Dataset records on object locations

— begin —

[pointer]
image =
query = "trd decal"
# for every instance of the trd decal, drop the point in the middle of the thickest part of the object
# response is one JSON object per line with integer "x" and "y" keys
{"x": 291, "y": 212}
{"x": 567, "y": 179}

— end —

* _Short task_:
Reproduce the data above line for line, changing nothing.

* _Solution_:
[pointer]
image =
query = "trd decal"
# for every instance of the trd decal, drop the point in the middle of the thickest part of the object
# response is one JSON object per line with integer "x" and "y" keys
{"x": 291, "y": 212}
{"x": 567, "y": 179}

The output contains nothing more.